*EXERCISE TASKS*.
**A.** Revise the passage on starting school from "Should we be visiting" to "runway to September.", changing "September" to "autumn".
**B.** Summarize the piece on the summer before school in two sentences.

*The summer before school is not a preparation window. It is the last of
the ordinary time. And ordinary time, spent well, is the best
preparation there is.*
By Susanne Rice \| Grounded Parenting
Something happens when the school place is confirmed. The letter
arrives, or the email, in England, on national offer day in April, and
almost immediately, a quiet but persistent anxiety sets in. Should we be
practising letter sounds? Should they be able to write their name?
Should we be visiting the school more, talking about September more,
preparing more? Should we be doing something with these next months that
we are not doing? There is, suddenly, a very long runway to September.
And the temptation to fill it with preparation is considerable.
The answer, almost always, is no. But the anxiety does not respond well
to 'no' without an explanation. So here is the explanation.
Your child does not need the summer before school to be a preparation
window. What they need, what the research consistently points to, and
what nearly two decades of watching children cross the threshold into
school have taught me, is that the summer be what it has always been.
Unhurried. Ordinary. Theirs.
September is not the test. The early years were the preparation. And
by the time summer arrives, that preparation is already done.*
What school readiness actually is
The phrase 'school ready' has become one of the most anxiety-generating
in the early years parenting vocabulary. It implies a checklist. A
standard to be met. A set of skills that children either have or lack,
and that parents have either produced or failed to produce.

*PROVIDED DATA*.
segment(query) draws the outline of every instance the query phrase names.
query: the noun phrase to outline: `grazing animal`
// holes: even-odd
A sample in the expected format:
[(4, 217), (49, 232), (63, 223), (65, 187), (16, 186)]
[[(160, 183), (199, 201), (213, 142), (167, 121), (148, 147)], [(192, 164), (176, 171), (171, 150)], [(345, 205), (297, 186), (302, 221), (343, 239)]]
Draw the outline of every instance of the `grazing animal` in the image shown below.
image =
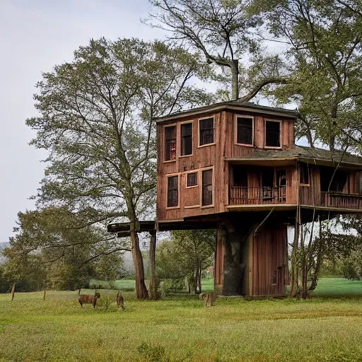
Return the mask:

*ANSWERS FOR THE EXERCISE*.
**A.**
Should we be visiting the school more, talking about autumn more,
preparing more? Should we be doing something with these next months that
we are not doing? There is, suddenly, a very long runway to autumn.

**B.** Once a school place is confirmed, a persistent anxiety often sets in about whether the months before September should be spent preparing the child, but the answer is almost always no. Children need the summer to stay unhurried and ordinary, because the early years were the preparation and that work is already done by the time summer arrives.